======== STORED DATA
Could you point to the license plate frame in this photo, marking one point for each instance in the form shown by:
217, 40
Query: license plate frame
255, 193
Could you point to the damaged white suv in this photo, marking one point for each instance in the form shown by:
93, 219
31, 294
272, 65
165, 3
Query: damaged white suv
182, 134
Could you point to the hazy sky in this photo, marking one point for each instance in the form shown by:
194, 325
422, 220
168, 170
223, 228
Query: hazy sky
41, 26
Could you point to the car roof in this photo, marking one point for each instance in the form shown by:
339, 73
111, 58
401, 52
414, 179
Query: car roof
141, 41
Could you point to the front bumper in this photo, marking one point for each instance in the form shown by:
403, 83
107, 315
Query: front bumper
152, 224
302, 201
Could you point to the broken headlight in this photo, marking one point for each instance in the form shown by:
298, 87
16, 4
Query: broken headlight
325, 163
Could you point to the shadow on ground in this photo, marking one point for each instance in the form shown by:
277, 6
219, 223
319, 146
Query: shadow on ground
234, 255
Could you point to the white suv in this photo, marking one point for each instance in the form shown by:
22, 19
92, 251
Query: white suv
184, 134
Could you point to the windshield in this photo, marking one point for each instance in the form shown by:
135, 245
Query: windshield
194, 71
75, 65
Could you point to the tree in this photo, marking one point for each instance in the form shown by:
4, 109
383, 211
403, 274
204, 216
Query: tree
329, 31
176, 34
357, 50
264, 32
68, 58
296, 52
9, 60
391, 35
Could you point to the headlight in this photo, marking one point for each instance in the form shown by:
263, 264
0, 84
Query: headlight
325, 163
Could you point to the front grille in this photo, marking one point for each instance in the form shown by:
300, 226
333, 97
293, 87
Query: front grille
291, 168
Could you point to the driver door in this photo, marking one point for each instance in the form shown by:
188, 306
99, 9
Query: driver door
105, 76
================
**YOUR TASK**:
Could you give the lines above, from the one containing "Could you point to the driver" through the last line, as a JSON list of strings, with one string per line and any blank lines omitted?

**COMPLETED TASK**:
[
  "Could you point to the driver door in this photo, marking one point for each instance in the form shown by:",
  "188, 306",
  "99, 9",
  "Query: driver door",
  "105, 76"
]